--- START OF Input for this task ---

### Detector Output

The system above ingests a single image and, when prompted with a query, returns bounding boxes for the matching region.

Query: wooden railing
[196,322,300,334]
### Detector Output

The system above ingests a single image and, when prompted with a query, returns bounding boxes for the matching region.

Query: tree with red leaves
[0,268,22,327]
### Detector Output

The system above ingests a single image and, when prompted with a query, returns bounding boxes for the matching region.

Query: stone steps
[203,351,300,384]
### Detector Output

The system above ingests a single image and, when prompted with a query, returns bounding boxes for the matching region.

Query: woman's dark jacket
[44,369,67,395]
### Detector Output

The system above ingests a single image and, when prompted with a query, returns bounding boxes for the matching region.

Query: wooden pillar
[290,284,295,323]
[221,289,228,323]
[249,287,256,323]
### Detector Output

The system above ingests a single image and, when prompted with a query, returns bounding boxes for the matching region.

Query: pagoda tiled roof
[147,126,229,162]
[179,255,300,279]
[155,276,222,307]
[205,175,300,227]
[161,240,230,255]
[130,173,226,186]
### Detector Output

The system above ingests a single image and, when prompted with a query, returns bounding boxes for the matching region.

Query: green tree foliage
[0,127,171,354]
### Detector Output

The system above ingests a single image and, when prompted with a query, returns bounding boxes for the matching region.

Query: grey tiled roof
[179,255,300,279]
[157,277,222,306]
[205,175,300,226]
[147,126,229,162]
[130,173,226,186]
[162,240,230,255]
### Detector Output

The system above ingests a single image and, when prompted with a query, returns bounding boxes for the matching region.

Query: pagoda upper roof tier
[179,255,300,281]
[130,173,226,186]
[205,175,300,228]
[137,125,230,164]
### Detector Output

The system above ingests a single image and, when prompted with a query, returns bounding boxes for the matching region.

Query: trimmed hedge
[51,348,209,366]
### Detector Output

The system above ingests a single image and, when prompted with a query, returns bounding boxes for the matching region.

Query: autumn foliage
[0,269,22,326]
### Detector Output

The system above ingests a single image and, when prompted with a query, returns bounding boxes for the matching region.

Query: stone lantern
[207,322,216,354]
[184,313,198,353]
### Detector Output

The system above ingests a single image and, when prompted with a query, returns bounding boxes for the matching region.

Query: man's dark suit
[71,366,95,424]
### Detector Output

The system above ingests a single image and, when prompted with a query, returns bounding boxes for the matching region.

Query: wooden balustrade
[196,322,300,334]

--- END OF Input for this task ---

Reproduce the data from its first line through the line holding "[137,125,230,164]", inclusive, replacing "ingests" with "accepts" and leaving everything else unchanged.

### Detector Output

The system above accepts a single image and, when prompted with a query, returns bounding boxes for the matching region.

Query: wooden railing
[196,322,300,334]
### Detector Output

The system above accepts a single image and, when prompted with a query, returns bounding boxes for the matching region.

Query: tree with red leaves
[0,268,22,327]
### Detector Output

The system above accepts a single image and, when prompted with a query, returns bounding boxes for the matching region.

Query: stone steps
[203,351,300,384]
### Detector Output

The system above accepts a single image and, when prompted with a query, returns bounding boxes for the matching region.

Query: woman's dark jacket
[44,369,67,395]
### Detector Output

The system above accepts a single image and, when prompted with a query, returns bounding boxes for the matching region.

Query: wooden pillar
[290,284,295,323]
[221,289,228,323]
[249,287,256,323]
### Detector Output

The system above accepts a single image and, when prompted with a query, returns bounding boxes for the matching region.

Query: pagoda tiled roof
[147,126,229,162]
[179,255,300,279]
[155,276,222,307]
[205,175,300,227]
[161,240,230,255]
[130,173,226,186]
### Detector Output

The system above accepts a single image and, when prompted with a query, returns bounding boxes for the matching region.

Query: green tree foliage
[0,127,171,354]
### Detector Output

The system above accepts a single image and, when prompted with a query, returns bounding boxes for the matching region.

Query: grey tiled roof
[179,255,300,279]
[157,277,222,306]
[205,175,300,226]
[147,126,229,162]
[130,173,226,186]
[162,240,230,255]
### Detector Output

The system above accepts a single image and, when prompted with a query, returns bounding boxes for the matching region.

Query: pagoda upper roof tier
[179,255,300,281]
[130,173,226,186]
[205,175,300,228]
[137,125,230,164]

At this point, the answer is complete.